Exercises to complete |
**a.** In the article about monopoly, which association was Andrew Carnegie invited to join?
**b.** Carry on the article about monopoly and upward mobility from its last line.

+++ Selected passage +++

Monopoly: The Ultimate in Upward Mobility

monopoly

The Horatio Alger rags-to-riches ideal was born in the Gilded Age of the Robber Barons. A century and a half later, it remains an enduring icon of the American Dream and still makes for inspiring stump speeches.

If only it were true.

Truth is, something more powerful than pluck fueled the Robber Barons, and continues to fuel today’s Meristocrats and Robber Nerds. Yes, things like ingenuity, vision, determination, and hard work have had a lot to do with it, both historically and currently, but the essential element for creating mega-companies (sometimes whole new industries) and staggering personal wealth has been none other than government policy, which by definition favors selected economic activities over others.

A trio of distinguished economics and political science professors[1] provide one of the more provocative summaries of this economic reality in their book Violence and Social Orders: A Conceptual Framework for Interpreting Recorded Human History (2009). Harvard sociologist Steven Pinker described it this way: [2]

“The economists Douglass North, John Wallis, and Barry Weingast argue that the most natural way for states to function, both in history and in many parts of the world today, is for elites to agree not to plunder and kill each other, in exchange for which they are awarded a fief, franchise, charter, monopoly, turf, or patronage network that allows them to control some sector of the economy and live off the rents (in the economist’s sense of income extracted from exclusive access to a resource).”

Medici

This practice is sometimes called the “Medici Cycle,” after the famous Florentines:

“In Towards a Political Theory of the Firm, [ Luigi Zingales of the University of Chicago Booth School of Business] theorizes that firms use their economic power to acquire political power. They then apply that political power to achieve greater economic gains, which in turn helps them acquire ever more political power. It’s a cycle Zingales likens to the Medici dynasty of 15th-century Florence, Italy. The Medicis leveraged their lending relationships with the Roman Catholic Church into considerable political influence in Renaissance Europe.”[3]

As an example, consider how Andrew Carnegie made his money:

“The competitive strategy of the steelmakers in 1875 was simple:  Collude and fix prices…. Carnegie was invited to join the newly formed Bessemer Steel Association. The association was a cartel, and in the days before antitrust laws, completely legal. Rather than compete tooth and nail for every bit of railroad business, it made far more sense for the steelmakers to establish quotas to limit the total supply in the market. By agreement, each firm was to produce its quota and sell into the market at agreed-upon prices.” [4]

The upside is that Medici Cycle government policies have supported all kinds of timely innovation and inventions, social and cultural trends, and quality of life improvements. The downside is what happens when monopolistic are allowed to go unchecked for too long. Researching this article, I came across several recent expressions of concern that this is happening on many levels in the current U.S. economy:

1)         In their book  The Captured Economy:  How the Powerful Enrich Themselves, Slow Down Growth, and Increase Inequality (2017), Brink Lindsey and Steven M. Teles[5] describe their concern with  “regressive regulation” — monopoly-perpetuating policies — especially these four types:

  • “subsidies for financial institutions that lead to too much risk-taking in both borrowing and lending;
  • excessive monopoly privileges granted under copyright and patent law;
  • the protection of incumbent service providers under occupational licensing; and
  • artificial housing scarcity created by land-use regulations.”

+++ Record extracts +++

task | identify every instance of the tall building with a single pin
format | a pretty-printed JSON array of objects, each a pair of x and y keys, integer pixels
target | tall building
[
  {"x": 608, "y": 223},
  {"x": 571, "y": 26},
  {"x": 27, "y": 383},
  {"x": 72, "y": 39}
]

+++

Task-by-task answers |
**a.** The Bessemer Steel Association.

**b.**
2)         Nobel Laureate Joseph Stiglitz and the Roosevelt Institute issued a 2015 report that lists numerous government policies that support or deter monopoly. You can download the full report here or read a Business Insider article published earlier this month that serves as a sort of executive summary of the report, and also brought it up to date:  Nobel Prize-Winning Economist Joseph Stiglitz Says The US Has A Major Monopoly Problem.

3)         This recent article from The Institute For New Economic Thinking describes the derivative problem of “monopsony”:

“Center stage in the meeting of the Federal Research Bank of Kansas City’s annual symposium in Jackson, Wyoming this August was a discussion of the repercussions of having a small number of companies dominating the labor markets where they hire workers–what economists call ‘monopsony.’”

In a nutshell, the problem with monopsony is that, “When a small group of companies can dominate a labor market, wages—and workers—suffer.”

4)         Finally, state-supported monopoly is also evident in the current “rentier economy,” which, as the Steven Pinker quote above indicates, is the result of government policy that grants “exclusive access to a resource.” This is another instance of “regressive regulation.”

We’ll be looking more at the rentier economy in the weeks to come. But first, next week we’ll find out about a surprising twist in the original version of the Monopoly board game. In the meantime, you might enjoy my latest LinkedIn Pulse article The Fame Monster: Rockstars And Rockstar Entrepreneurs.

[1] Douglass C. North is co-recipient of the 1993 Nobel Memorial Prize in Economic Science. He is Spencer T. Olin Professor in Arts and Sciences at Washington University, St Louis and Bartlett Burnap Senior Fellow at the Hoover Institution at Stanford University. Barry R. Weingast is Ward C. Krebs Family Professor in the Department of Political Science and a Senior Fellow at the Hoover Institution at Stanford University. John Joseph Wallis is Professor of Economics at the University of Maryland and a research associate at the National Bureau of Economic Research.

[2] As described in Enlightenment Now:  The Case For Reason, Science, Humanism, and Progress, Steven Pinker (2018).

[3] From this post on the CFA Institute’s Enterprising Investor blog.

[4] From Americana: A 400-Year History of American Capitalism, Bhu Srinivasan (2017). I’m not the only one who didn’t learn about this in my American history class. See this interview with the author of Lies My Teacher Told Me: Everything Your American History Textbook Got Wrong.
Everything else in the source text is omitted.